List every line in the rows below that contains the string "window", treating uppercase and lowercase as different.

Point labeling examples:
%%
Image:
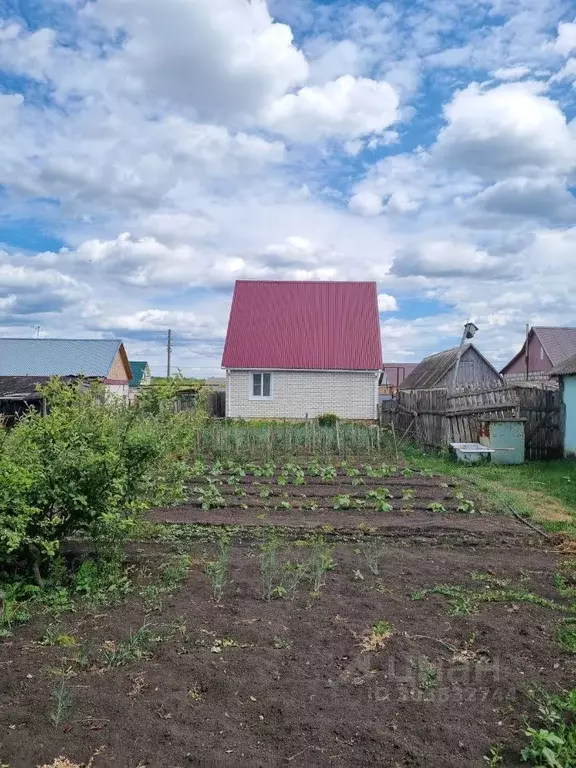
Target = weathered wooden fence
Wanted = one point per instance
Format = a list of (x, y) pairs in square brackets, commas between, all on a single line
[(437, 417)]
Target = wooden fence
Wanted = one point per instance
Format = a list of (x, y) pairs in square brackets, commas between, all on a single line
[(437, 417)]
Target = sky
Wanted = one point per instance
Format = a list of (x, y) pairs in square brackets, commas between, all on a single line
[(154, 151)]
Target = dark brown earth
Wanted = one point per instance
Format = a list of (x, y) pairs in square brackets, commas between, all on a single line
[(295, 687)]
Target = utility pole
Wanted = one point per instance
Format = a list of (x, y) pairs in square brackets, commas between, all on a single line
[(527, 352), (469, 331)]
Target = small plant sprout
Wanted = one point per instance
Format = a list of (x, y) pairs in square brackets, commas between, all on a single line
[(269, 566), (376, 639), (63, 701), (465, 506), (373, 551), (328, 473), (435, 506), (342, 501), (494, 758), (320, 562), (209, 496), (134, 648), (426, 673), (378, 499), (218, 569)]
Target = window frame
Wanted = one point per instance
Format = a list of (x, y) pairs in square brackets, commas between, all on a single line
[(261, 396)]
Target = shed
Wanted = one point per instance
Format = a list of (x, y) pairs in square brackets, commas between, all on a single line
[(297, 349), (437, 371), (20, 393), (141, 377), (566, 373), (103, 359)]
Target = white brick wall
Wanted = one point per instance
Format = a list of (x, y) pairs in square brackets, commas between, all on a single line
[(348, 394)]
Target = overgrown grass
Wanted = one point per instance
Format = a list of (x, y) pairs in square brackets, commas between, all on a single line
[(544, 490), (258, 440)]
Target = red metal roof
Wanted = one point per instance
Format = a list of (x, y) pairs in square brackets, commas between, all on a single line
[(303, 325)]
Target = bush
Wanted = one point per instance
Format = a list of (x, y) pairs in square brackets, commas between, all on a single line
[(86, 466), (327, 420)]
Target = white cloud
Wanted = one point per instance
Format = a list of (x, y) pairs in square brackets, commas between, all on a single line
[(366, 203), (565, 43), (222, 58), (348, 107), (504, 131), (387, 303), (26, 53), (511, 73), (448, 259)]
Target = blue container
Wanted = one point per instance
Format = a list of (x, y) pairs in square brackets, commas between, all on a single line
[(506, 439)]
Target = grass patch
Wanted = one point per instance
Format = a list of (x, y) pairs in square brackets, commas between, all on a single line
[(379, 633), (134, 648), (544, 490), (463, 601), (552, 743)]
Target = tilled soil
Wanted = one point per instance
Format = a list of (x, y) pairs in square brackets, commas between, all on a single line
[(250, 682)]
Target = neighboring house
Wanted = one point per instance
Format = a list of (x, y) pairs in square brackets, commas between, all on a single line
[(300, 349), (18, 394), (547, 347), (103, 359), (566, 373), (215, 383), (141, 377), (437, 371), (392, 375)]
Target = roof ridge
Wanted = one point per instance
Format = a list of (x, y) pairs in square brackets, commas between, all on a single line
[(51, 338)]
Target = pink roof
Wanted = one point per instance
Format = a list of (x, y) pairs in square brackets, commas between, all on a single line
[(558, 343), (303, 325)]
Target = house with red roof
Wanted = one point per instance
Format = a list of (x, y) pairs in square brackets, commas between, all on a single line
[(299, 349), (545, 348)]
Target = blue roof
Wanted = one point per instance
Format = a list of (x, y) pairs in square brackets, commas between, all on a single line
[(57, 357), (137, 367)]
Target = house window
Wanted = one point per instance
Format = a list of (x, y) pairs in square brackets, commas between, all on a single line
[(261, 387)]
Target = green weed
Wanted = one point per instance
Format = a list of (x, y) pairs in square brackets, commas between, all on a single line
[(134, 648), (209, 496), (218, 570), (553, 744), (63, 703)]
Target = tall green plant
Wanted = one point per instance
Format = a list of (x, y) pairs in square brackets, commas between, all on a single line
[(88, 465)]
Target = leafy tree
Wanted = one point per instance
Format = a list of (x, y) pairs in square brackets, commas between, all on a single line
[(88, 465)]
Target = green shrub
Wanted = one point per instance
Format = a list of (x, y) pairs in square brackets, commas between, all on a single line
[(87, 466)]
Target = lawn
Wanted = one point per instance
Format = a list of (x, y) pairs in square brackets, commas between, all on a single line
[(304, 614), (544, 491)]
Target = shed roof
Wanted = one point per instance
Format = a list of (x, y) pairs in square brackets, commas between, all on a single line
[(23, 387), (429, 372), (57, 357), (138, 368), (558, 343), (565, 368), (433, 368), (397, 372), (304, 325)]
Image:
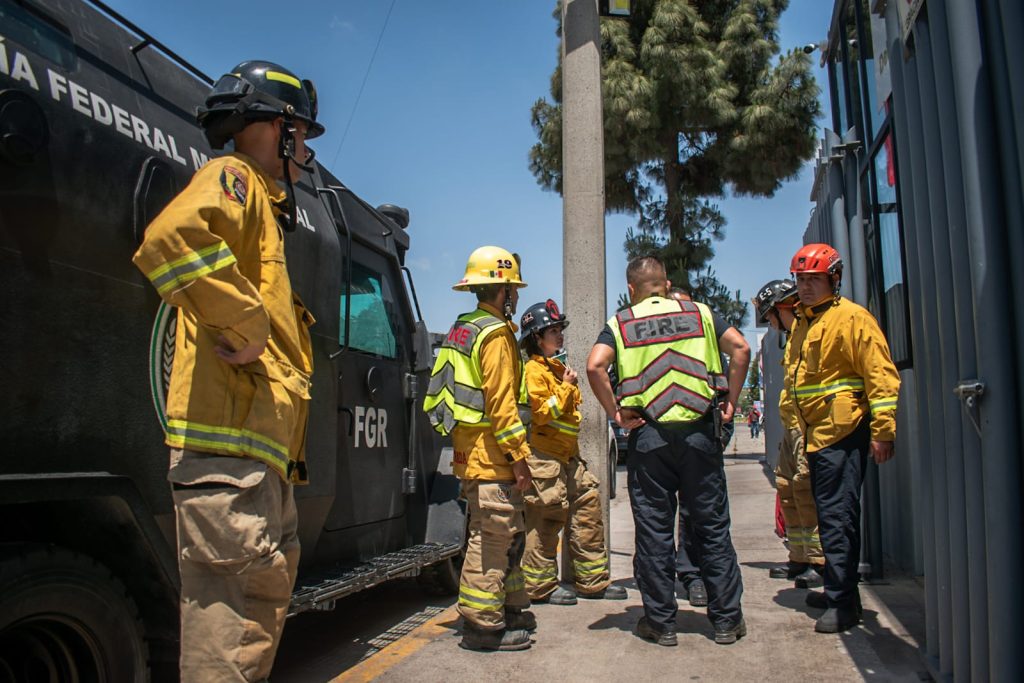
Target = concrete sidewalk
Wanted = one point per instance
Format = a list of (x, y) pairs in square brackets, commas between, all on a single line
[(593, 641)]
%%
%%
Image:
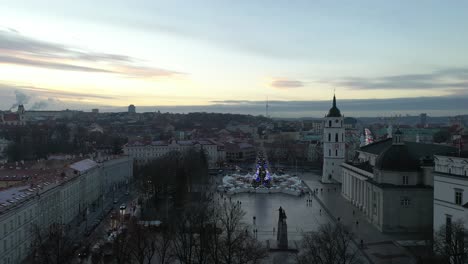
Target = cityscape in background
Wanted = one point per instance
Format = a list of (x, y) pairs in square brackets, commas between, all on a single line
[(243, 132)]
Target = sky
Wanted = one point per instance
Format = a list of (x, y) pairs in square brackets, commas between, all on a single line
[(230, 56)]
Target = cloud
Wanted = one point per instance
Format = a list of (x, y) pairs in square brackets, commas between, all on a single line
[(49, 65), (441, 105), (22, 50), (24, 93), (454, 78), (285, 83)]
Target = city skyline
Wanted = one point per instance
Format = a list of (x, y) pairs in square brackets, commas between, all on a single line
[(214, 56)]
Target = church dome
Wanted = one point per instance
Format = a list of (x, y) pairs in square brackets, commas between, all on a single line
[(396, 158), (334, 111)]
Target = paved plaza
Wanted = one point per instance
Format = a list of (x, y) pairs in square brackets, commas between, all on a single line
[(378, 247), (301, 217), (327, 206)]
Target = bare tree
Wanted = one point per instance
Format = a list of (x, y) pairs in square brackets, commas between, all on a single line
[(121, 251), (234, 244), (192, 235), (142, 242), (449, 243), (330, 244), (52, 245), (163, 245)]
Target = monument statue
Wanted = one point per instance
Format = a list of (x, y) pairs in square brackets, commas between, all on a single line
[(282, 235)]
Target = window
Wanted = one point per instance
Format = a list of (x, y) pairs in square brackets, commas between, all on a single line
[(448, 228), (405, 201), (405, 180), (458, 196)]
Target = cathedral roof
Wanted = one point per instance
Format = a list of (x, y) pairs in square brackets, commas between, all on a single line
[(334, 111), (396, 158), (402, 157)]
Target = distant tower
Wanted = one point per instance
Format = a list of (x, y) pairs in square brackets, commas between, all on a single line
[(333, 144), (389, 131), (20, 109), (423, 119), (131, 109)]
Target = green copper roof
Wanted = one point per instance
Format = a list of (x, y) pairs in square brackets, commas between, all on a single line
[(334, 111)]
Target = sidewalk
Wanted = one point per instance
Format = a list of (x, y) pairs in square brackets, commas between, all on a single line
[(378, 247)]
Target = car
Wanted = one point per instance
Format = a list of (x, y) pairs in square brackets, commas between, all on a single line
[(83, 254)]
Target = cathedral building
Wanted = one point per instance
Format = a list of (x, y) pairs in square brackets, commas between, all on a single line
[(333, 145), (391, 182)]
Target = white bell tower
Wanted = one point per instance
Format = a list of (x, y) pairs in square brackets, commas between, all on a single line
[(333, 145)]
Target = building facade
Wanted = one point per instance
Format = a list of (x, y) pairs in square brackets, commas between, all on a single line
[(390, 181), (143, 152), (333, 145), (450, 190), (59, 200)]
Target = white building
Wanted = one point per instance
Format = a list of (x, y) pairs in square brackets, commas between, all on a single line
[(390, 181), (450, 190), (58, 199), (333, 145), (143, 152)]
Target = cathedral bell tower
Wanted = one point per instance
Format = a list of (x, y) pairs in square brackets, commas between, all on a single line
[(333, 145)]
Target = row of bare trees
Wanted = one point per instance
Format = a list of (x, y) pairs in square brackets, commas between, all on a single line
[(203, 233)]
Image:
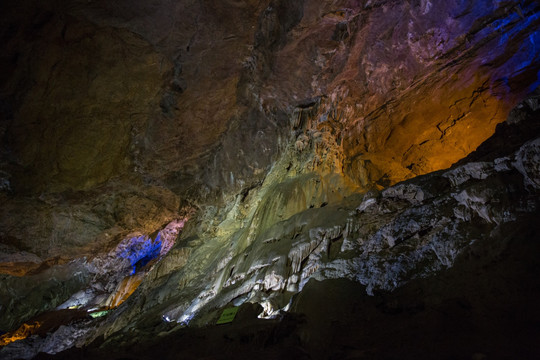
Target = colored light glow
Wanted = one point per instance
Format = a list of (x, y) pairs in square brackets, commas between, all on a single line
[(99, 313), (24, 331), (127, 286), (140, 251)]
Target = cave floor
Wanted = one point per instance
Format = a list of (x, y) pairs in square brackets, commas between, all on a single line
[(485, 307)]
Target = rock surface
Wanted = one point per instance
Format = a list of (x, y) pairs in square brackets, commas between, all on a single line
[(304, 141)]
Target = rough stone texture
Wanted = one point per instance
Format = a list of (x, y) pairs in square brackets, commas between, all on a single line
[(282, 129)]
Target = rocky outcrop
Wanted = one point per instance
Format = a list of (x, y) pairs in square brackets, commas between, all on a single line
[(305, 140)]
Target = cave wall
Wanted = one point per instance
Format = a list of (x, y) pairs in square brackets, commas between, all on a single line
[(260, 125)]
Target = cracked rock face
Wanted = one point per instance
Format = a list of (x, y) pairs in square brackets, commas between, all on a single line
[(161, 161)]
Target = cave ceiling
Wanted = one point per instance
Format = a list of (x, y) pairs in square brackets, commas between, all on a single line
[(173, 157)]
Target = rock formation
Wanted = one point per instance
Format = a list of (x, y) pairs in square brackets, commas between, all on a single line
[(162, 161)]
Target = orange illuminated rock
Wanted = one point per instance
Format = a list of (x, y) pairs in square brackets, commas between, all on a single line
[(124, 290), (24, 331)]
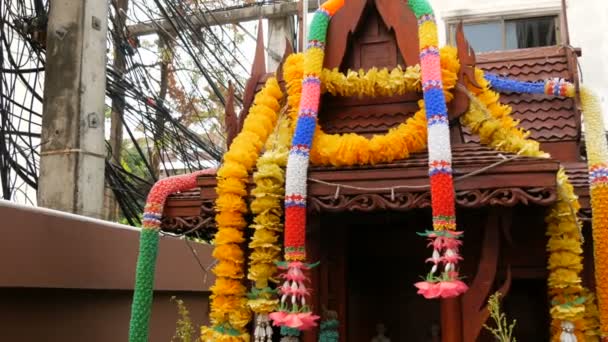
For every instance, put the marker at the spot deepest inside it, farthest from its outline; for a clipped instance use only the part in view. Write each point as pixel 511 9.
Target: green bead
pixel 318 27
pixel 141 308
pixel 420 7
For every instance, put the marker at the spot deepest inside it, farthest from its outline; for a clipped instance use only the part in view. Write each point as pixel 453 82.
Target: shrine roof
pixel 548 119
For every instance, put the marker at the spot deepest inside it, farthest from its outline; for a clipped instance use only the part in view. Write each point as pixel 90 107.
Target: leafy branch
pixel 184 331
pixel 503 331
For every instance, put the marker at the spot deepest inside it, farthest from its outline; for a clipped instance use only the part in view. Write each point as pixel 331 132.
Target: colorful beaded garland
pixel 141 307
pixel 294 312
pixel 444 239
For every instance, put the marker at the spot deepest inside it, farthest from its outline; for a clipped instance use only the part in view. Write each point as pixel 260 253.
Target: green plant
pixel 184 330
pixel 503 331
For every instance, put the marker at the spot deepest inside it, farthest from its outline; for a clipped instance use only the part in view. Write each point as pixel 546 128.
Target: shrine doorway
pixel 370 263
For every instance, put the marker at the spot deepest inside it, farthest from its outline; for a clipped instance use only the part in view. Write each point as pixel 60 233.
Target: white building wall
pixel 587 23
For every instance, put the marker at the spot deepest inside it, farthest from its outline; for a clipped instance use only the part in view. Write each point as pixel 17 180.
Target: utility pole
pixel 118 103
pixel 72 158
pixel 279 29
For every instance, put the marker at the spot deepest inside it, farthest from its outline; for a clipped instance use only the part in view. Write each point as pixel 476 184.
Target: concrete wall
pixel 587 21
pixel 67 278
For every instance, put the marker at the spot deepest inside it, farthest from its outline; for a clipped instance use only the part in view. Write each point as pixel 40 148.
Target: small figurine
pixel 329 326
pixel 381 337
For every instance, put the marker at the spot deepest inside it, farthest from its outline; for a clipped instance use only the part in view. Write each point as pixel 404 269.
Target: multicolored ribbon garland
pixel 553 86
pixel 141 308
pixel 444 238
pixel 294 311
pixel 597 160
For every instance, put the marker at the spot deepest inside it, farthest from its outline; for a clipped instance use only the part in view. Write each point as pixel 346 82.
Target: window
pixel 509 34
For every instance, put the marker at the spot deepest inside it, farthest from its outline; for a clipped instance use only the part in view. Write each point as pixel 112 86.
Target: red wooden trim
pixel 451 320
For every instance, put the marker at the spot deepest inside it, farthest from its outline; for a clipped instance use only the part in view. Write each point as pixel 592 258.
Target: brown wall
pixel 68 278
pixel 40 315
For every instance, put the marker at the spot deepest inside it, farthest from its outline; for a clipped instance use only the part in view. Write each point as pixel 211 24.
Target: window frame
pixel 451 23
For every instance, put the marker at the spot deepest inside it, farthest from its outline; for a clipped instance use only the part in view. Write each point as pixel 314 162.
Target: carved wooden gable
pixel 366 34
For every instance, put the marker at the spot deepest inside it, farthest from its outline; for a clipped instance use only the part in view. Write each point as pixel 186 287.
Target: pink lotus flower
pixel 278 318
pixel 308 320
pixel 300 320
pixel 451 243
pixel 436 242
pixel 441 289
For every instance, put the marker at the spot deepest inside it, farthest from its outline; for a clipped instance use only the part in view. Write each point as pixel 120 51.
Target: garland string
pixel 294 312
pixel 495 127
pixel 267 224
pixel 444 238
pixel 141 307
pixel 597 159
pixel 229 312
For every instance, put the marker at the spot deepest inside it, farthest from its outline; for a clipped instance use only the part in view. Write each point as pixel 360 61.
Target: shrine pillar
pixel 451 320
%%
EXERCISE RESULT:
Target = window frame
Target = house window
Target = window
Target: window
Target: window frame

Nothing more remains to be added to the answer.